* begin Data to process *

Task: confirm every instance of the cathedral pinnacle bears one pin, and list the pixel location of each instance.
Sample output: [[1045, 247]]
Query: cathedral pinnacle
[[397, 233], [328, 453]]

* end Data to process *
* begin Data to process *

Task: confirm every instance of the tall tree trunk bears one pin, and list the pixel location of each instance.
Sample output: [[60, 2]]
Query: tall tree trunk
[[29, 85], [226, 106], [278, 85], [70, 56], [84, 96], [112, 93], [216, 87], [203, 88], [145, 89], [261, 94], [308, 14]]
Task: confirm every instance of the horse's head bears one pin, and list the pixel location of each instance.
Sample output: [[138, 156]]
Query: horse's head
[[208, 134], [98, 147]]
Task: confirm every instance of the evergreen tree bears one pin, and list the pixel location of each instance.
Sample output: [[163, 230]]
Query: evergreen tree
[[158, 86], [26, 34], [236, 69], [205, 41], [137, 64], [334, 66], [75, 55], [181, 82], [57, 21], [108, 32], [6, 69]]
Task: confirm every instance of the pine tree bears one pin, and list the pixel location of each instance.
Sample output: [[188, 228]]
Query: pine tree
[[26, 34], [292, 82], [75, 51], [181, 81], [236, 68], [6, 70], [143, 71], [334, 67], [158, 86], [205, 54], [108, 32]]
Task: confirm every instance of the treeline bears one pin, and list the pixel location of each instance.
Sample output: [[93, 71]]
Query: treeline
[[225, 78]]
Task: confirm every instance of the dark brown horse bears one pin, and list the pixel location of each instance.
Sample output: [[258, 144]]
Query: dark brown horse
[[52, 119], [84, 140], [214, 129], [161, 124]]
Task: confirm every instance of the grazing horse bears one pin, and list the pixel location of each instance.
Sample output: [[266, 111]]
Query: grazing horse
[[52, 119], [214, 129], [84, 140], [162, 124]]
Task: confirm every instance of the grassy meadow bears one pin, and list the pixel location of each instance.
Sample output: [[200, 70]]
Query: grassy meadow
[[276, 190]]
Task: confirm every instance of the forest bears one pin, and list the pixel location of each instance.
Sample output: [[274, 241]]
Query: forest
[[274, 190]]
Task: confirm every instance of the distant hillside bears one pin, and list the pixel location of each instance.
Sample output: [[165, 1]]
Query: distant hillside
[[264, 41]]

* end Data to process *
* begin Data to process *

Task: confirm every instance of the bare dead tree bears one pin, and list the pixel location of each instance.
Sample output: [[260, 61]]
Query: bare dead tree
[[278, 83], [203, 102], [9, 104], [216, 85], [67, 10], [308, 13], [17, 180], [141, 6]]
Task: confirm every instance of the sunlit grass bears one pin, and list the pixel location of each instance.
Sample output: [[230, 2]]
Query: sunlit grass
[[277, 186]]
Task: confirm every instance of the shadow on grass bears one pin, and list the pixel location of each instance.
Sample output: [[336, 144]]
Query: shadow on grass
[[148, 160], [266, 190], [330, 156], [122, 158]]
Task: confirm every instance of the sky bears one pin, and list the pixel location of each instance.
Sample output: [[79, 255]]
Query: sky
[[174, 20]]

* end Data to process *

▶ [What to do]
Please extract the lines that begin with the one containing "Task: confirm every instance of the forest" and end with the one containing "[[264, 41]]", and copy them exactly as they appear.

▶ [Task response]
Task: confirm every instance of the forest bears one pin, and list the pixel location of each instance.
Sample output: [[274, 241]]
Query: forest
[[274, 190]]
Task: confirm every instance of the distant hillside bears one pin, and list the pixel location of each instance.
Sample output: [[165, 1]]
Query: distant hillside
[[264, 41]]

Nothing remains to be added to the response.